-- DATASET EXCERPTS --
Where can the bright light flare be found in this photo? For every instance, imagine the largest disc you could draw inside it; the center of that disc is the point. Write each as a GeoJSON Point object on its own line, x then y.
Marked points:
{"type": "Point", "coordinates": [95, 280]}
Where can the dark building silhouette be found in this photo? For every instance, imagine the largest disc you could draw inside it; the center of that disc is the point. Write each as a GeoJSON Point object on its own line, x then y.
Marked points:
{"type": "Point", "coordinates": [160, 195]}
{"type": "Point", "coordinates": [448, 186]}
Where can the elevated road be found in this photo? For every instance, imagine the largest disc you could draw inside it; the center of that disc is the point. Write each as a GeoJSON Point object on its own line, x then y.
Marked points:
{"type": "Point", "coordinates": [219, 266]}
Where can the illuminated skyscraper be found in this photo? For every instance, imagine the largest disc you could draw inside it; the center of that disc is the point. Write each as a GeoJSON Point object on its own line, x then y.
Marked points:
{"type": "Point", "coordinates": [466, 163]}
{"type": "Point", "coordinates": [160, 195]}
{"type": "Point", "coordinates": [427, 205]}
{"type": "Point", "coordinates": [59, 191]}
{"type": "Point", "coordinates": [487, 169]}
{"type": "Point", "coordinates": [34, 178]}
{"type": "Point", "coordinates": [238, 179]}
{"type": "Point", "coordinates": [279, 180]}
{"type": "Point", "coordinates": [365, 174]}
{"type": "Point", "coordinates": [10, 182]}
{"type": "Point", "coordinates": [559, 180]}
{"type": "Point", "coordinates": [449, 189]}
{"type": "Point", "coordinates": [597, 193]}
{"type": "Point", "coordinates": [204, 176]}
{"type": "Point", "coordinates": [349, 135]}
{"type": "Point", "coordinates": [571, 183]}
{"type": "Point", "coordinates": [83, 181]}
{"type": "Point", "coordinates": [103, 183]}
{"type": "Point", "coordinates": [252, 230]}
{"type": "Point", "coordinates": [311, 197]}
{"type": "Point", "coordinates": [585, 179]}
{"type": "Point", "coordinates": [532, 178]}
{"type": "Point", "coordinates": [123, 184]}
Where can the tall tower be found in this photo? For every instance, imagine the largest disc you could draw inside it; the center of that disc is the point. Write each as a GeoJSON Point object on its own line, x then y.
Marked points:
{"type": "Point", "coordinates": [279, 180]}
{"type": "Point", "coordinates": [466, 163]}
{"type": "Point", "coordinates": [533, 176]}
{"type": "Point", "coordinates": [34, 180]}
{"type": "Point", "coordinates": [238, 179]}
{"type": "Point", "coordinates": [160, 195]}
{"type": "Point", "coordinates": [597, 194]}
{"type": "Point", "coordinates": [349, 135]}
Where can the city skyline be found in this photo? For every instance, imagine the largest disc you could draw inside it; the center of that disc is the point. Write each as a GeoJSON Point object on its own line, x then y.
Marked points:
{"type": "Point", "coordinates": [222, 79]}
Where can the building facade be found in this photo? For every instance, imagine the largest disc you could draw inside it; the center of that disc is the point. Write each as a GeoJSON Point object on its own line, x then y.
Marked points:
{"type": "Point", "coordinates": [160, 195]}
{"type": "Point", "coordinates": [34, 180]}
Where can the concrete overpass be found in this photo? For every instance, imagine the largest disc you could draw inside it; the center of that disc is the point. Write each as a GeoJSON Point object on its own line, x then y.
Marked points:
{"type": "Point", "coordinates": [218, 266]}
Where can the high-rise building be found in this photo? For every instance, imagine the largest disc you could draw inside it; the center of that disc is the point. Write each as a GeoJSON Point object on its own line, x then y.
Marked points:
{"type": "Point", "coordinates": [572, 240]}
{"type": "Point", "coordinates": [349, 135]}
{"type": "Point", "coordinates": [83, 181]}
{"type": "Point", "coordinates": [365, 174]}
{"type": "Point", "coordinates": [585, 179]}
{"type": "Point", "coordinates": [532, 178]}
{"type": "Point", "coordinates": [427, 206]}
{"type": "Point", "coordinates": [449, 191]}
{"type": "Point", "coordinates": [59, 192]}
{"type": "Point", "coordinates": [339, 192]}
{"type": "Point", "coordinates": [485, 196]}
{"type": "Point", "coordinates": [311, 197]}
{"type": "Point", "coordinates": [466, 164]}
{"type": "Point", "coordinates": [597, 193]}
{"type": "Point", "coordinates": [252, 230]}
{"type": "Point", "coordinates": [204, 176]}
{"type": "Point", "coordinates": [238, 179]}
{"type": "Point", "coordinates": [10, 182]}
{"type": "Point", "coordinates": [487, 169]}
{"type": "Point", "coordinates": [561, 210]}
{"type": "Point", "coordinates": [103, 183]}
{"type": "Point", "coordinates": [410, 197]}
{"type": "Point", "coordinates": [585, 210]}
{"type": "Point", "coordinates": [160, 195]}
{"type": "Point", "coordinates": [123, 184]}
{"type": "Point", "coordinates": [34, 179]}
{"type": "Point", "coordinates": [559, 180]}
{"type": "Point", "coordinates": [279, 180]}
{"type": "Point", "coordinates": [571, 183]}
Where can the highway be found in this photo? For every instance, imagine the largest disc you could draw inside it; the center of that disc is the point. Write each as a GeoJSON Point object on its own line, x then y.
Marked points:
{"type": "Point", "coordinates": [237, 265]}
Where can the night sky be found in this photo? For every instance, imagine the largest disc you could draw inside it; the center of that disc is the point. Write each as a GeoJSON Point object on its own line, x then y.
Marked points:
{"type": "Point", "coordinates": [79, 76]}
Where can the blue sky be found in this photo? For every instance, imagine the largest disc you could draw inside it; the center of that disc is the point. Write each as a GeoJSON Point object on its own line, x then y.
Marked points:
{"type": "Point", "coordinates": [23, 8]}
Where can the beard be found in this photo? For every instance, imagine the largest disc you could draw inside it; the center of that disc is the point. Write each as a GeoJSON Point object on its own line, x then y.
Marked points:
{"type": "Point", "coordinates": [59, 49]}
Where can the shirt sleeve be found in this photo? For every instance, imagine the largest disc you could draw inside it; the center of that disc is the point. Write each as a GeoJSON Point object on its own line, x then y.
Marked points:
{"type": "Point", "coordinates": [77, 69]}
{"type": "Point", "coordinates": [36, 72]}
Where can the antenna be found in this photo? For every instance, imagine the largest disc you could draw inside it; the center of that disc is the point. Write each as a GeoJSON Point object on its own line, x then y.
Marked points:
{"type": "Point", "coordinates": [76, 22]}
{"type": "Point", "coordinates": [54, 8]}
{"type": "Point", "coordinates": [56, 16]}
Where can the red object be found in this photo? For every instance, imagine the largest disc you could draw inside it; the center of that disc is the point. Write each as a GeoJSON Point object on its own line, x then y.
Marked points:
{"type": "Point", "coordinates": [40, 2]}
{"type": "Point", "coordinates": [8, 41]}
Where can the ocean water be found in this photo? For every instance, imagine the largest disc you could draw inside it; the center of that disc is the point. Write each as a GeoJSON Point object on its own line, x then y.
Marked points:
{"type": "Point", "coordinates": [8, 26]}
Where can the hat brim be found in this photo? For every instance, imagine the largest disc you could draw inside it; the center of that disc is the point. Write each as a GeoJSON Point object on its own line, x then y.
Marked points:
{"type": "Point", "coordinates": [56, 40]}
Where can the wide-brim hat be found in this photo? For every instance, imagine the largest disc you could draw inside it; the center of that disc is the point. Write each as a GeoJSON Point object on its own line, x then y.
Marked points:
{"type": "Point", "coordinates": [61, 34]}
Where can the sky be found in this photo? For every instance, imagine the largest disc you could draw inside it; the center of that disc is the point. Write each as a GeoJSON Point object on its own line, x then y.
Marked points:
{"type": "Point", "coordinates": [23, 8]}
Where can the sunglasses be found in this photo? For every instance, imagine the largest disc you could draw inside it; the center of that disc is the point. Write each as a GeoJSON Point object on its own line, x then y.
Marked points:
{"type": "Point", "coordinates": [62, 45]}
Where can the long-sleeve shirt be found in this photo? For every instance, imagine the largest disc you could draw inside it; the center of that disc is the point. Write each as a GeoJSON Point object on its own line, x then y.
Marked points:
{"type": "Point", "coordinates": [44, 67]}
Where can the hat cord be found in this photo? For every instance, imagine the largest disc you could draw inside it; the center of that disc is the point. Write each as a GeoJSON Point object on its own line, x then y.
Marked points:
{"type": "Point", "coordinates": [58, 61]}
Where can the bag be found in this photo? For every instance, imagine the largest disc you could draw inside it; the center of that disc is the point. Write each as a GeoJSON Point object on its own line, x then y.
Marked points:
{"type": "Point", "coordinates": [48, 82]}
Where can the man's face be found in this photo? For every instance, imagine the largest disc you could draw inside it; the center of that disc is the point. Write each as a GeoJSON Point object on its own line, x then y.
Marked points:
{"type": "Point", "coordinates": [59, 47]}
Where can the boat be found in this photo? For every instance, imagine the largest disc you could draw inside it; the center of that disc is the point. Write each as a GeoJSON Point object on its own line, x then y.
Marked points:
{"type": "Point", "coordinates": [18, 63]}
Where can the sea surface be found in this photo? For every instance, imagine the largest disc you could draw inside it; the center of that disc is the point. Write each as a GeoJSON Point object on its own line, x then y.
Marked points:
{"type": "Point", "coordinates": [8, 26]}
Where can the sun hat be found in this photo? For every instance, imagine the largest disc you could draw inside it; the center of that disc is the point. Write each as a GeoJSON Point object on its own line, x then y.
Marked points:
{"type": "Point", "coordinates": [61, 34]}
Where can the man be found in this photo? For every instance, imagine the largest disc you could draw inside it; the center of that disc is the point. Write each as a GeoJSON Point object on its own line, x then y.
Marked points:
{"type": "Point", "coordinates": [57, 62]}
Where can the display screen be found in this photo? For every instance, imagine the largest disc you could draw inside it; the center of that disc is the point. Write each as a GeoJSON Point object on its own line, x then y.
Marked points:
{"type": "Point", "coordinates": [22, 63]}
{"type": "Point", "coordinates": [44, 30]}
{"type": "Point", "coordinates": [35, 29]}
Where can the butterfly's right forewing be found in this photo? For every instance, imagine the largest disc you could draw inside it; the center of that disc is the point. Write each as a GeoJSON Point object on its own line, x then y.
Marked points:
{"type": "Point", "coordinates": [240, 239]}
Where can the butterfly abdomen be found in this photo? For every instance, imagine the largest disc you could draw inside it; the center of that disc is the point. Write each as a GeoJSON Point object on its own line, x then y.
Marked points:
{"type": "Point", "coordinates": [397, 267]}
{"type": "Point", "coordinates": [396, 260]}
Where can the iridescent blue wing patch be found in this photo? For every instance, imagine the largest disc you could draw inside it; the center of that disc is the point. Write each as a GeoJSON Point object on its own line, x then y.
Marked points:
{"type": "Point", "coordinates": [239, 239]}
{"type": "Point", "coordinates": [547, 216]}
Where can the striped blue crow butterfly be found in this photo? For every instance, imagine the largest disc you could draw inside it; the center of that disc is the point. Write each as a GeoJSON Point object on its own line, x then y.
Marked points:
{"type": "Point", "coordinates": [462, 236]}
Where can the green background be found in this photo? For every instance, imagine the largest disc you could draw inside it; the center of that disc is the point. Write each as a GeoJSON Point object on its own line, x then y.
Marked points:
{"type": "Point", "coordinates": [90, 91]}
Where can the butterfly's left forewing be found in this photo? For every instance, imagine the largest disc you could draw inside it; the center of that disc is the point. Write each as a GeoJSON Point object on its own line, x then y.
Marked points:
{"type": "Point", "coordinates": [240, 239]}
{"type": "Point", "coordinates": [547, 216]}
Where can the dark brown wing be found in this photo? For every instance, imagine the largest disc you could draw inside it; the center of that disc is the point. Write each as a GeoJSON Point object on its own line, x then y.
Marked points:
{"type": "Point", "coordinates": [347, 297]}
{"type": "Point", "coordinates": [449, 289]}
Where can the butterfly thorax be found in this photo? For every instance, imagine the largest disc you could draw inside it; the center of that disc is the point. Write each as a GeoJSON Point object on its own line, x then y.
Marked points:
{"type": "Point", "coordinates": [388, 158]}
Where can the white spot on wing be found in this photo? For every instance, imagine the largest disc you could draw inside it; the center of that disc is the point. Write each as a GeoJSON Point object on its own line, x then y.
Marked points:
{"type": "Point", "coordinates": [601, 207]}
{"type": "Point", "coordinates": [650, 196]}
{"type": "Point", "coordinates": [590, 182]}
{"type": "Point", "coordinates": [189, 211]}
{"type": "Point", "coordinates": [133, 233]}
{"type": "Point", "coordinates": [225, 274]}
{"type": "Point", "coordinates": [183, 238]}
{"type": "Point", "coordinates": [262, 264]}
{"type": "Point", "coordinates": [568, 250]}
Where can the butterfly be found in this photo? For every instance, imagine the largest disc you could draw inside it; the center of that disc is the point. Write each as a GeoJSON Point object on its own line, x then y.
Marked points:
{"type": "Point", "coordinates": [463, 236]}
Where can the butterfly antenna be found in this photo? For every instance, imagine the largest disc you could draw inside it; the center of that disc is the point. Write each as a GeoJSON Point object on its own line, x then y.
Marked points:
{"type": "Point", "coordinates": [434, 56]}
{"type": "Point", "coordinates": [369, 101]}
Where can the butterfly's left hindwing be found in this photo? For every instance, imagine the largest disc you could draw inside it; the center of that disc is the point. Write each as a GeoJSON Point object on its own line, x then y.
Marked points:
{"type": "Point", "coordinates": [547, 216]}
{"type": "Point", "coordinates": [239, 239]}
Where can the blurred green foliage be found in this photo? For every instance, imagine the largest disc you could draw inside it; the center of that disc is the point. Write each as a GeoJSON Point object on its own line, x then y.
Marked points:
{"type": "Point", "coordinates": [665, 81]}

-- TASK DESCRIPTION --
From the line holding "Where can the butterfly be" through the end of the records, inclusive, switch every "disc" to "circle" and write those lines out again with nothing else changed.

-- SOLUTION --
Where can the butterfly be found in this photo? For every instance, imagine the largest circle you could draw inside it; the center of that circle is the point. Write each as a GeoJSON Point object on its own line, x then y.
Marked points:
{"type": "Point", "coordinates": [463, 236]}
Where can the butterfly antenna be found in this photo? For every instance, imagine the largest circle you could draw inside it; the center of that circle is the point. Write each as a GeoJSON Point object on its own line, x then y.
Marked points:
{"type": "Point", "coordinates": [434, 56]}
{"type": "Point", "coordinates": [369, 101]}
Where can the butterfly's left hindwing be found in this photo? For every instance, imagine the largest circle you could draw inside it; the center of that circle is the point. Write each as a GeoJSON Point object on its own line, x then y.
Marked points:
{"type": "Point", "coordinates": [547, 216]}
{"type": "Point", "coordinates": [239, 239]}
Where can the blurred green foliage be found in this photo? For every instance, imagine the largest circle you could draw inside it; the center of that circle is the point. Write each as a GeoJSON Point object on its own line, x then y.
Marked points:
{"type": "Point", "coordinates": [665, 81]}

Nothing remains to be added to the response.